WHAT TO DO -
What follows is a block of records; reproduce all of it verbatim.

%%

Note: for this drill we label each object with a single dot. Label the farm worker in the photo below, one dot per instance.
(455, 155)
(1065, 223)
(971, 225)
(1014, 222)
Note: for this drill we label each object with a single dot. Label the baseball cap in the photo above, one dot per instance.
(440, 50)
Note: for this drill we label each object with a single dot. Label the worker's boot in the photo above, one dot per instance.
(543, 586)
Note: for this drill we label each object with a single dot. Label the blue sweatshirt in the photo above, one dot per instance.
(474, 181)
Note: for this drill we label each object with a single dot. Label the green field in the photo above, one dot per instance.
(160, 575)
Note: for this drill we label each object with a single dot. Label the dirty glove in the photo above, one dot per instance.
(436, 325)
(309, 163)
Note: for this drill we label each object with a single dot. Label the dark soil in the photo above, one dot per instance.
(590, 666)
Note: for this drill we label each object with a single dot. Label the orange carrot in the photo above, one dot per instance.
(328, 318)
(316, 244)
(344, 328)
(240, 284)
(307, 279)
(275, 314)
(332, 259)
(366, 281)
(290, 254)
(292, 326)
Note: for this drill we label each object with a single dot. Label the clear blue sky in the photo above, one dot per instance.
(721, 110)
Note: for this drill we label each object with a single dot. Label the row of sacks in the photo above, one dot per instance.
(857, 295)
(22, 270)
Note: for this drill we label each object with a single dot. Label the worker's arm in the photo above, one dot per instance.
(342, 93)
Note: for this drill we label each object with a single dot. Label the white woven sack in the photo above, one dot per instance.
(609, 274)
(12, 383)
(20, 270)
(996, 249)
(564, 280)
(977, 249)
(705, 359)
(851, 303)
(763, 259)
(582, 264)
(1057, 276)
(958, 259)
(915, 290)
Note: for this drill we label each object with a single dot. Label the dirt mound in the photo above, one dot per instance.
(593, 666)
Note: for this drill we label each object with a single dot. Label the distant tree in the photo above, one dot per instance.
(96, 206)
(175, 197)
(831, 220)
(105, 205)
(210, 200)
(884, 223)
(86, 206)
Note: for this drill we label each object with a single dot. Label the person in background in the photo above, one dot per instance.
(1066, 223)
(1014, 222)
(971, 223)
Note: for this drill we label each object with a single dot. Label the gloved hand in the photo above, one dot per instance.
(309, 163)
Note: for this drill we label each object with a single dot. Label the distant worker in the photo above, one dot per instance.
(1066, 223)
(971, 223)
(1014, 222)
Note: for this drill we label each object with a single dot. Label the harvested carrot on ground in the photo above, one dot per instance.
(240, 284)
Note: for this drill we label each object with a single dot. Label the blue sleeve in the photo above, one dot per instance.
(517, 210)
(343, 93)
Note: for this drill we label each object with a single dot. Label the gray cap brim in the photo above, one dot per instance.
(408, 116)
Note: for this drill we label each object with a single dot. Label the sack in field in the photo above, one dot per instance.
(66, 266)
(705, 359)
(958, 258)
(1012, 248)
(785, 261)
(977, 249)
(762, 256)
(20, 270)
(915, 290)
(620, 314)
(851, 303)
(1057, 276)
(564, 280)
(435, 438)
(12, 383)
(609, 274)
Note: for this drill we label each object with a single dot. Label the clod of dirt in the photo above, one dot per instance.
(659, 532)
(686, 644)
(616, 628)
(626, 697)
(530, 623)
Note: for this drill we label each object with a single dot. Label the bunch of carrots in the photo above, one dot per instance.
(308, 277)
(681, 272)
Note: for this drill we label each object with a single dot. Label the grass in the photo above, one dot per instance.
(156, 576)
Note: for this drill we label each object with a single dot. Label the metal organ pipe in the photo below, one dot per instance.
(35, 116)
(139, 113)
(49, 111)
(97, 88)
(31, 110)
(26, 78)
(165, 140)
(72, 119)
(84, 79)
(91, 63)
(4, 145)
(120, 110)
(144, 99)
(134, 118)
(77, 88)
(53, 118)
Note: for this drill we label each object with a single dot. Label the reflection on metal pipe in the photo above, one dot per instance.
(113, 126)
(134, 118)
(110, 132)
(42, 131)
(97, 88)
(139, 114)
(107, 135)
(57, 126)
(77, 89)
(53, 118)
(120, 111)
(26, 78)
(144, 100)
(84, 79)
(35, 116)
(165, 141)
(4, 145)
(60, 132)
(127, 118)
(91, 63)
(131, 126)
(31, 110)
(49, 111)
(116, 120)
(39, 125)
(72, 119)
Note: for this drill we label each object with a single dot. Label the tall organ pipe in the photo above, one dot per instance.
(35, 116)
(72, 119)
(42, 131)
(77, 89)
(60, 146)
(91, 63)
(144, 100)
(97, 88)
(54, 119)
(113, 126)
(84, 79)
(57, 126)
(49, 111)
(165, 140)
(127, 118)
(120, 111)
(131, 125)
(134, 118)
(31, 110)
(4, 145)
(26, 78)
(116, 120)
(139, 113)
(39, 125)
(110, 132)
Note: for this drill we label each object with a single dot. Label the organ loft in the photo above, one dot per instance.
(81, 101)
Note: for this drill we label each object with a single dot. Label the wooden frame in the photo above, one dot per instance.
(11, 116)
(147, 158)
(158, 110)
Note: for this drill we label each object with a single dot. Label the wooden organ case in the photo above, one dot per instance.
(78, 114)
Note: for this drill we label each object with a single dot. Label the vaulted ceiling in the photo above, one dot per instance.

%%

TASK OUTPUT -
Note: for this drill we label each object with a single dot. Label the farm worker in the photo below, one dot per instance.
(455, 155)
(1065, 223)
(971, 225)
(1014, 222)
Note: for this drill we label each object with a single dot. Label the baseball cap in the photo above, one dot per instance.
(440, 50)
Note: for this drill we label each object with a single dot. Label the worker's boot in the photo above, one dot per instance.
(543, 586)
Note: for this drill we label each object with a single dot. Label the blue sweatshirt in the photo above, one dot per instance.
(474, 181)
Note: for this drill we label each object with a single dot. Label the green field in the photo above, one dot per instance.
(160, 575)
Note: for this drill we label each object with a single dot. Label the dirty glove in the photo above, one dot per instance.
(436, 325)
(309, 163)
Note: for this drill we label each object with a single dot. Label the dark soil in the photo above, one dot per instance.
(590, 666)
Note: for this drill we label each object with a single dot. Label the orange carrot in the photo above, one dot per instance.
(328, 318)
(316, 244)
(344, 328)
(240, 284)
(307, 279)
(275, 314)
(332, 259)
(366, 281)
(290, 254)
(292, 326)
Note: for this drill we label each object with a single dot. Label the clear blue sky in the photo above, one dot per instance.
(721, 110)
Note: for this drill we label each object with a single dot. Label the row of sacks in the photo above, one dot per instance.
(857, 295)
(22, 270)
Note: for this drill we label each object with a single dot. Label the worker's arm in the photo above, one dot per instance.
(342, 93)
Note: for this drill we label each object with a single dot. Label the white woven sack in the photo above, one dot per instance.
(609, 274)
(12, 383)
(20, 270)
(996, 249)
(564, 280)
(977, 249)
(705, 359)
(851, 303)
(763, 259)
(582, 264)
(1057, 276)
(958, 259)
(915, 290)
Note: for this drill we label each object with a single dot. Label the dirt mound in the photo above, one dot per instance.
(593, 666)
Note: for this drill we label each object with a single dot. Label the distant tree in the photo above, one dot per instance.
(96, 206)
(175, 197)
(831, 220)
(105, 205)
(210, 200)
(884, 223)
(86, 206)
Note: for this drill we label each object with a single dot. Label the person in background in the photo above, one dot per instance.
(1066, 223)
(1014, 222)
(971, 223)
Note: for this drill we label each object with a single dot. Label the gloved hand in the photo above, one dot per instance.
(309, 163)
Note: for this drill we label each object with a single dot. Label the distant worker in the photo above, one dot per instance.
(1066, 223)
(971, 223)
(1014, 222)
Note: for this drill we label each object with a single dot. Label the harvested carrot on ground in the photo above, one dot per instance.
(240, 284)
Note: for this drill we label each object with a single dot. Label the blue sleeve in the photo above, one dot per instance.
(517, 210)
(343, 93)
Note: for this drill we label each object with a single dot. Label the gray cap brim in the photo above, one dot per instance.
(408, 116)
Note: for this drill we label each object with a single dot. Label the sack in field in the photo above, one dot per instance.
(66, 266)
(705, 359)
(958, 258)
(1012, 248)
(785, 261)
(977, 249)
(762, 256)
(20, 270)
(915, 290)
(620, 314)
(851, 303)
(1057, 276)
(564, 280)
(435, 438)
(12, 383)
(609, 274)
Note: for this drill we label each object with a single dot. Label the clod of dirt in the photo above, one dot per instance.
(659, 532)
(686, 644)
(616, 628)
(626, 697)
(530, 623)
Note: for this drill we label each object with a single dot. Label the bunch of carrots in the photo above, one dot per instance.
(308, 277)
(681, 272)
Note: for this drill we label each object with a single dot. Label the grass in the photo above, one dot per instance.
(156, 576)
Note: for this drill we label each object with a single dot. Label the metal organ pipe in the photo below, one dot per instance.
(35, 116)
(139, 113)
(49, 111)
(97, 88)
(31, 110)
(26, 78)
(165, 140)
(72, 119)
(84, 79)
(91, 63)
(4, 145)
(120, 110)
(144, 99)
(134, 118)
(77, 88)
(53, 118)
Note: for this drill we label each object with a single dot. Label the reflection on metal pipe in the photo above, one dot per instance.
(113, 126)
(134, 118)
(110, 132)
(42, 131)
(97, 88)
(139, 114)
(107, 135)
(57, 126)
(77, 89)
(53, 118)
(120, 111)
(26, 78)
(144, 100)
(84, 79)
(35, 116)
(165, 141)
(4, 145)
(60, 132)
(127, 118)
(91, 63)
(131, 126)
(31, 110)
(49, 111)
(116, 120)
(39, 125)
(72, 119)
Note: for this drill we label each object with a single dot. Label the tall organ pipe in the photo above, one dot per instance.
(35, 116)
(72, 119)
(42, 131)
(77, 89)
(60, 146)
(91, 63)
(144, 100)
(97, 88)
(54, 119)
(113, 126)
(84, 79)
(57, 126)
(49, 111)
(165, 140)
(127, 118)
(120, 111)
(131, 125)
(134, 118)
(31, 110)
(4, 145)
(26, 78)
(116, 120)
(139, 113)
(39, 125)
(110, 132)
Note: for this drill we label each object with a single dot. Label the organ loft in the photo above, one dot per instance.
(81, 101)
Note: for this drill we label each object with a single dot. Label the wooden frame in the photo above, one dot per instance.
(11, 116)
(147, 158)
(158, 110)
Note: for this drill we label each object with a single dot. Label the wooden organ case in the photo above, one dot per instance.
(78, 114)
Note: for this drill we label each object with a single dot. Label the vaulted ceiling in the photo above, one dot per instance.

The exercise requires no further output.